EXERCISE GOAL
Write out all the entries word for word and omit any pictures.

##### LISTED RECORDS

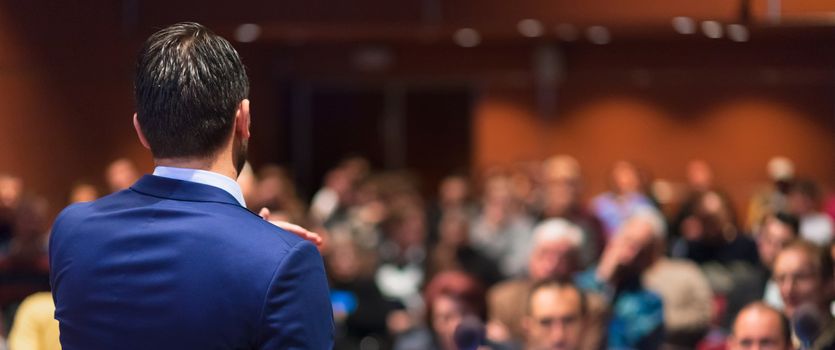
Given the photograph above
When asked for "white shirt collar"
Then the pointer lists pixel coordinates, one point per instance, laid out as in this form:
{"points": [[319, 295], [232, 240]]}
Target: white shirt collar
{"points": [[210, 178]]}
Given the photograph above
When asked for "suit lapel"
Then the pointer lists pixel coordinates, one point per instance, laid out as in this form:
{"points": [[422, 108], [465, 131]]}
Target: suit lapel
{"points": [[164, 187]]}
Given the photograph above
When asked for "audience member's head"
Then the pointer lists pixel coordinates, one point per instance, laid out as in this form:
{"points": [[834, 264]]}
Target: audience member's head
{"points": [[699, 175], [759, 326], [780, 169], [555, 317], [626, 178], [83, 192], [713, 222], [454, 191], [450, 296], [638, 245], [803, 197], [803, 273], [406, 226], [454, 228], [248, 182], [555, 252], [776, 231], [561, 177], [11, 190], [121, 174]]}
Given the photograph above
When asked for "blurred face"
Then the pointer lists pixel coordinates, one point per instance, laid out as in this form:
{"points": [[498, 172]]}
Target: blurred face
{"points": [[121, 174], [800, 204], [798, 278], [699, 175], [773, 237], [454, 190], [453, 231], [555, 320], [446, 316], [560, 197], [10, 190], [757, 329], [553, 259], [635, 246], [343, 262], [625, 178]]}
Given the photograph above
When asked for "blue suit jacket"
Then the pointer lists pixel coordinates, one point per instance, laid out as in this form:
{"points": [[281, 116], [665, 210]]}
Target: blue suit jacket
{"points": [[171, 264]]}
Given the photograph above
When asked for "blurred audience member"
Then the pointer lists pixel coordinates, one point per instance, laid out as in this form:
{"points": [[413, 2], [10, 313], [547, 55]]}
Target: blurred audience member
{"points": [[776, 231], [454, 195], [771, 199], [276, 192], [525, 186], [759, 326], [699, 181], [35, 326], [360, 310], [803, 273], [121, 174], [637, 314], [502, 231], [804, 202], [402, 256], [562, 187], [11, 198], [453, 252], [83, 192], [626, 195], [331, 196], [556, 317], [249, 183], [450, 297], [711, 234], [555, 254], [683, 287]]}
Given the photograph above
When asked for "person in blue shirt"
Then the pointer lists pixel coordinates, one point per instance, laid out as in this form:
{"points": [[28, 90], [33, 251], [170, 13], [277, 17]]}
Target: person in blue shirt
{"points": [[177, 261], [637, 314]]}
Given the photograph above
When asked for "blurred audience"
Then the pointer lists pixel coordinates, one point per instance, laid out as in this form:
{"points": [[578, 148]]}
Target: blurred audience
{"points": [[561, 270], [450, 297], [626, 195], [121, 174], [502, 230], [555, 317], [637, 314], [759, 326], [555, 254], [771, 198], [803, 272], [683, 287], [562, 190], [804, 201], [83, 192], [452, 251], [35, 327]]}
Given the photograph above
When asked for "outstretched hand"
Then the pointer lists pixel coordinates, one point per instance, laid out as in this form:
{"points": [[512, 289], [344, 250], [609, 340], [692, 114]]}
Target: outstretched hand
{"points": [[297, 230]]}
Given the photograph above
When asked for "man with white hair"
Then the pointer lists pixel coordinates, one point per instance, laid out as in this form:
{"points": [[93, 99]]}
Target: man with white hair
{"points": [[554, 254]]}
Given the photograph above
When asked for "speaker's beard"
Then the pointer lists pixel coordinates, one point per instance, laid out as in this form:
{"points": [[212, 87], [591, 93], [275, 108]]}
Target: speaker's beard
{"points": [[239, 155]]}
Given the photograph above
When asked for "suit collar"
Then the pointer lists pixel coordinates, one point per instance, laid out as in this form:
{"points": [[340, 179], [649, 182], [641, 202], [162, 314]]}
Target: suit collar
{"points": [[164, 187]]}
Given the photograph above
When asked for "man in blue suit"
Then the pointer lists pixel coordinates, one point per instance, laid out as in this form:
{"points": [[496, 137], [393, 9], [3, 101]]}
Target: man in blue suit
{"points": [[177, 261]]}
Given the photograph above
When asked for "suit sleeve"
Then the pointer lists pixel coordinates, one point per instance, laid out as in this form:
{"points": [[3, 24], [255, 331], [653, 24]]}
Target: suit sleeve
{"points": [[297, 312]]}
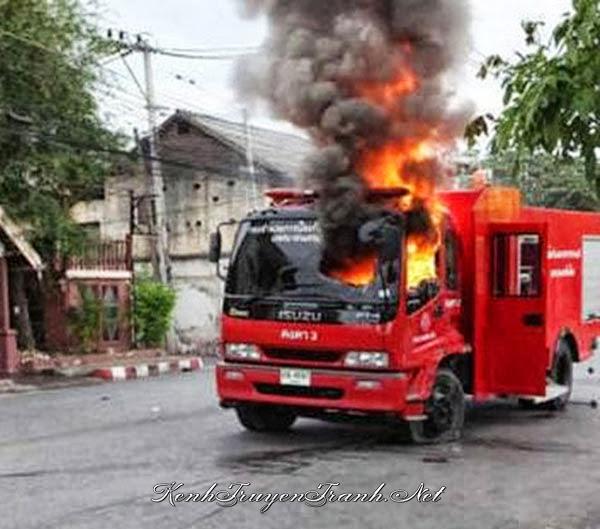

##########

EXERCISE RESULT
Given the photograph above
When asked for "white shirt collar"
Then the pointer lists pixel coordinates, one point per instance, laid out as in this form:
{"points": [[319, 295], [232, 240]]}
Target: white shirt collar
{"points": [[210, 178]]}
Given the photograph above
When asked for "suit lapel"
Then the pointer lists pixel coordinates, one point per instance, laid out as in this form:
{"points": [[422, 108], [465, 131]]}
Target: suit lapel
{"points": [[164, 187]]}
Given the photograph above
When asked for "audience member's head"
Then the pointer lists pixel coordinates, one point per instance, laid out as in this form:
{"points": [[834, 264]]}
Target: audience member's head
{"points": [[699, 175], [759, 326], [780, 169], [555, 317], [626, 178], [83, 192], [713, 222], [454, 191], [450, 296], [638, 245], [803, 197], [803, 273], [406, 226], [454, 228], [248, 182], [555, 252], [776, 231], [561, 177], [11, 190], [121, 174]]}
Given the photograph above
When asked for "blurred face"
Then the pointer lists pixel coordinates, one point per instance, laid out as in this form:
{"points": [[498, 172]]}
Target: blurred face
{"points": [[121, 174], [800, 204], [798, 278], [699, 175], [773, 237], [454, 190], [453, 231], [555, 320], [446, 316], [560, 197], [10, 190], [757, 329], [553, 259], [635, 246], [343, 262], [625, 178]]}
Given the photograph above
When asked for "blue suit jacket"
Then the pointer lists pixel coordinates, one point per instance, laid out as in this form:
{"points": [[281, 116], [665, 210]]}
Target: blue suit jacket
{"points": [[171, 264]]}
Given the photograph above
When asked for "blurred audience member"
Then the pointer lists pixel coordinates, one point per instance, laid out as in this form:
{"points": [[413, 2], [10, 313], [547, 55]]}
Target: blurred audience member
{"points": [[776, 231], [454, 195], [771, 199], [276, 192], [525, 186], [759, 326], [699, 181], [35, 326], [360, 310], [803, 273], [121, 174], [637, 314], [502, 231], [804, 202], [402, 256], [562, 187], [11, 198], [453, 252], [83, 192], [626, 195], [331, 196], [556, 317], [249, 183], [450, 297], [711, 234], [555, 254], [683, 287]]}
Given the photograph above
When asked for "person in blue shirt"
Then the pointer lists pixel coordinates, one point per instance, laid out as in this form:
{"points": [[28, 90], [33, 251], [170, 13], [277, 17]]}
Target: person in blue shirt
{"points": [[177, 261], [637, 314]]}
Given the photograph above
When asked for "blurred audience"
Then the pointer lists pixel coordinates, one point per instance, laid out as in this form:
{"points": [[578, 148]]}
Target: blurred audience
{"points": [[561, 270], [450, 297], [626, 195], [121, 174], [502, 230], [555, 317], [637, 314], [759, 326], [555, 254], [771, 198], [803, 272], [683, 287], [562, 190], [804, 201], [83, 192], [452, 251], [35, 327]]}
Given the photograph above
When asked for "outstretched hand"
Then the pointer lists pixel coordinates, one point per instance, laid out as in this form:
{"points": [[512, 289], [344, 250], [609, 340], [692, 114]]}
Target: outstretched hand
{"points": [[297, 230]]}
Given the photograph above
When asked for "man with white hair"
Then the pointer lists pixel coordinates, one point per instance, laid out as in this form:
{"points": [[93, 99]]}
Target: man with white hair
{"points": [[554, 254]]}
Given the photograph above
When asked for "speaker's beard"
Then the pointer lists pixel coordinates, one point per instance, laid out as in this form:
{"points": [[212, 87], [591, 93], [275, 108]]}
Target: speaker's beard
{"points": [[239, 155]]}
Given the photograph above
When asked for "suit collar"
Then the pointer lists pixel coordinates, one point per instance, laid out as in this form:
{"points": [[340, 179], [649, 182], [641, 202], [162, 314]]}
Target: suit collar
{"points": [[164, 187]]}
Given the photograph above
When asked for "man in blue suit"
Then the pointer lists pixel coordinates, one point per instance, laid out as in this form:
{"points": [[496, 137], [393, 9], [3, 101]]}
Target: man in blue suit
{"points": [[177, 261]]}
Given the photograph above
When asked for "suit sleeve"
Then the pointer lists pixel coordinates, one point per instance, laid out as in this form:
{"points": [[3, 24], [255, 331], [653, 24]]}
Target: suit sleeve
{"points": [[297, 312]]}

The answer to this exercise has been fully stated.